TASK DATA
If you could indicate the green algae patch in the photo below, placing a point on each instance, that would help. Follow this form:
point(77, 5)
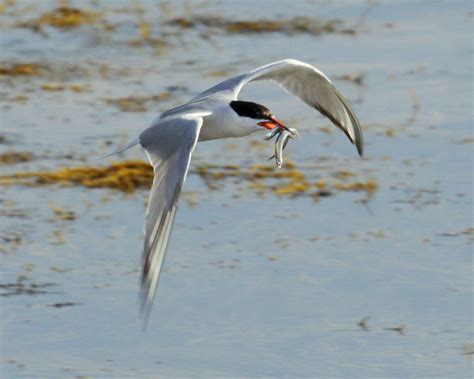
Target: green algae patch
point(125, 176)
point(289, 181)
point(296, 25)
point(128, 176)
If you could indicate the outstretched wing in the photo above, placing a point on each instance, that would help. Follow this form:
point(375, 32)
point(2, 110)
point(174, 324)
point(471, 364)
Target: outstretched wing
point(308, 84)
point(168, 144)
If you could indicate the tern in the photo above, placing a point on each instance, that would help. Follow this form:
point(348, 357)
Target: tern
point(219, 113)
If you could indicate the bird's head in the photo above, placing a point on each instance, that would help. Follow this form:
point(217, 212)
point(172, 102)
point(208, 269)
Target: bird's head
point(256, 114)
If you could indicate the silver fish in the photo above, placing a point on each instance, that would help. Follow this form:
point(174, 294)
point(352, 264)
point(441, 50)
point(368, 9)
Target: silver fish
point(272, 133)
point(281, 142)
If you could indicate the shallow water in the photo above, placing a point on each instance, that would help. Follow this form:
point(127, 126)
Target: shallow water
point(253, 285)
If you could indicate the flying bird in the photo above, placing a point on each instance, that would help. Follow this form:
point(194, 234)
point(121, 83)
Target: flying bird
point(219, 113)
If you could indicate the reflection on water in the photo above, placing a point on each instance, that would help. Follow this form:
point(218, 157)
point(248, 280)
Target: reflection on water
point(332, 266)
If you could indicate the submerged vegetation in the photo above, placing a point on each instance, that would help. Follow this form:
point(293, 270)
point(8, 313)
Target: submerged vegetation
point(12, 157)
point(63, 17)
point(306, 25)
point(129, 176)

* * *

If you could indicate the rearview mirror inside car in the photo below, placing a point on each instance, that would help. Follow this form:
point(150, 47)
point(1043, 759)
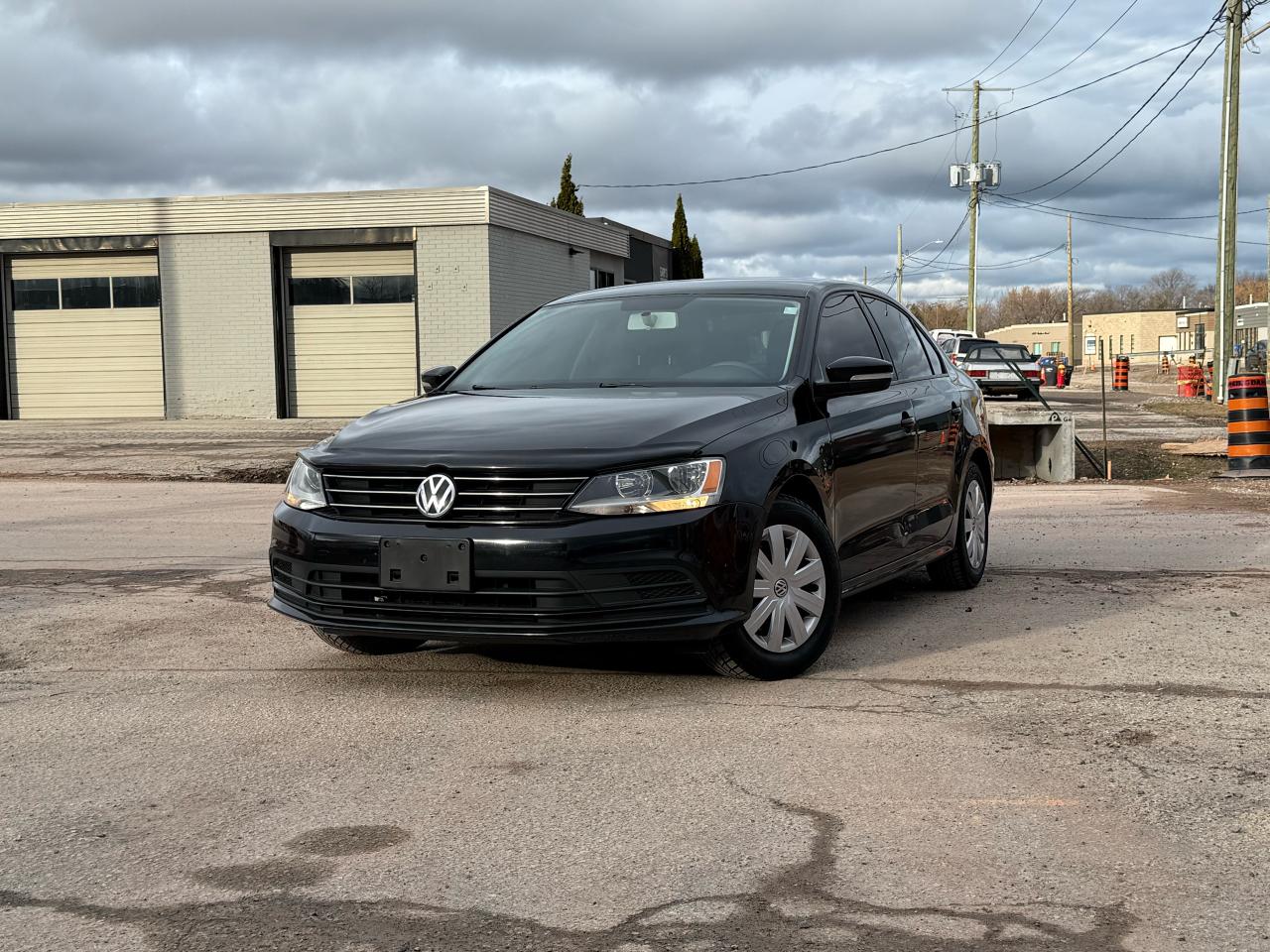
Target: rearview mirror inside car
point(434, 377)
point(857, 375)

EXERCISE PROMPT
Give the lines between the one containing "If you could indicate the shallow" and the one containing "point(129, 176)", inclusive, as a numbered list with blank lines omitted.

ANSWER TO THE PROBLEM
1. If you could indicate the shallow water in the photo above, placing a point on each instance, that would help. Follow this form:
2. point(127, 126)
3. Target: shallow water
4. point(253, 285)
5. If you could indicate the flying bird in the photo above, placing a point on each instance, that would help. Follow this form:
6. point(194, 234)
7. point(121, 83)
8. Target: flying bird
9. point(219, 113)
10. If you could indicate the reflection on water in the photo above, placing a point on each instance, that would help. Follow this form:
11. point(218, 157)
12. point(248, 280)
13. Target: reflection on water
14. point(332, 266)
15. If you could indicate the submerged vegetation in the photo above, placing a point on each instance, that would help. Follow this form:
16. point(293, 270)
17. point(8, 313)
18. Target: submerged vegetation
19. point(12, 157)
20. point(63, 17)
21. point(306, 25)
22. point(129, 176)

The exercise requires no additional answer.